## Exercise tasks
A - Please rewrite the kernel memory-test post from the words "Notice : All" through "the PCI bus.", with "board" changed to "card".
B - In the kernel memory-test post, how long does the memory test take?

## Excerpted text
################

There is a lot of RAM and it's bank-switched
into some 64k windows so it takes a lot of
time to test, about 60 seconds.
This is in a module, therefore inside the kernel.
When it is invoked via an ioctl() call, the
kernel is frozen for the whole test-time. The
test procedure does not use any spin-locks nor
does it even use any semaphores. It just does a
bunch of read/write operations over the PCI/Bus.
I thought that I could enable the preemptible-
kernel option and the machine would then respond
normally. Not so. Even with 4 CPUs, when one
ioctl() is busy in the kernel, nothing else
happens until its done. Even keyboard activity
is gone, no Caps Lock and no Num Lock, no `ping`
response over the network. However, the machine
comes back to life when the memory-test is done.
This is kernel version 2.6.9. Is it possible that
somebody left on the BKL when calling a module
ioctl() on this version? If not, what do I do
to be able to execute a time-consuming procedure
from inside the kernel? Do I break it up into
sections and execute schedule() periodically
(temporary work-around --works)??
Cheers,
Dick Johnson
Penguin : Linux version 2.6.9 on an i686 machine (5537.79 BogoMips).
Notice : All mail here is now cached for review by John Ashcroft.
98.36% of all statistics are fiction.
-----BEGIN PGP SIGNED MESSAGE-----
Hash: SHA1
linux-os wrote:
>
> I have a memory-test procedure that tests
> memory on a board, accessed via the PCI bus.
> There is a lot of RAM and it's bank-switched
> into some 64k windows so it takes a lot of
> time to test, about 60 seconds.
>
> This is in a module, therefore inside the kernel.

################

## Data supplied
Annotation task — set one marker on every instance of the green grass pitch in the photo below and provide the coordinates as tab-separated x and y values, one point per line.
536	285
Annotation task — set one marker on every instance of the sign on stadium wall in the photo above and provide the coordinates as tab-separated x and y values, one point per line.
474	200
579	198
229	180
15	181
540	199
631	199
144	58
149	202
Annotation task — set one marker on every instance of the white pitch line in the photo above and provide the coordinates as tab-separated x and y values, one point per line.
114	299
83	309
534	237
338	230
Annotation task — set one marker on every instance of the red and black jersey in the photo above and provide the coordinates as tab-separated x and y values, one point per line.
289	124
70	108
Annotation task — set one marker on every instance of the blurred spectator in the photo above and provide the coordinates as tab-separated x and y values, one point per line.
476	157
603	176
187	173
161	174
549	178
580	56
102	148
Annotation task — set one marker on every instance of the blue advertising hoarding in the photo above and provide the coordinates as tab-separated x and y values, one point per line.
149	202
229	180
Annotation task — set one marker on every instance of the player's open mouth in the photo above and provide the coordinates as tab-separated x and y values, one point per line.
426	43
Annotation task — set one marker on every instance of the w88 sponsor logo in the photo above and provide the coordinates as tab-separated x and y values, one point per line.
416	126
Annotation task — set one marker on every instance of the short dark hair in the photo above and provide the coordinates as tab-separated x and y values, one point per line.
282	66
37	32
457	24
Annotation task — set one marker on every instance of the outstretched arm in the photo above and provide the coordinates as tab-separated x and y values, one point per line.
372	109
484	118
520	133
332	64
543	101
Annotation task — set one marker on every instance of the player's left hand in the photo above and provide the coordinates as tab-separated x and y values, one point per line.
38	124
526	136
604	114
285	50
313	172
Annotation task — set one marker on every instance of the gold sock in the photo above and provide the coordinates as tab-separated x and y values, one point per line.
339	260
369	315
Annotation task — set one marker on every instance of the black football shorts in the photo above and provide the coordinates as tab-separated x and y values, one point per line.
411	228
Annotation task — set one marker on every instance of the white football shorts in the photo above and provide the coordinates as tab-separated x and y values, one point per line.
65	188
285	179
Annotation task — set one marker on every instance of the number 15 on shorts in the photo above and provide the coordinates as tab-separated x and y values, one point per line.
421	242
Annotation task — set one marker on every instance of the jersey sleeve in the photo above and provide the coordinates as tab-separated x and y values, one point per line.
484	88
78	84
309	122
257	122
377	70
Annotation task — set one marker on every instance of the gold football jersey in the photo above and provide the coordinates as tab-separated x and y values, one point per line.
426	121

################

## Worked solutions
A -
Notice : All mail here is now cached for review by John Ashcroft.
98.36% of all statistics are fiction.
-----BEGIN PGP SIGNED MESSAGE-----
Hash: SHA1
linux-os wrote:
>
> I have a memory-test procedure that tests
> memory on a card, accessed via the PCI bus.

B - About 60 seconds.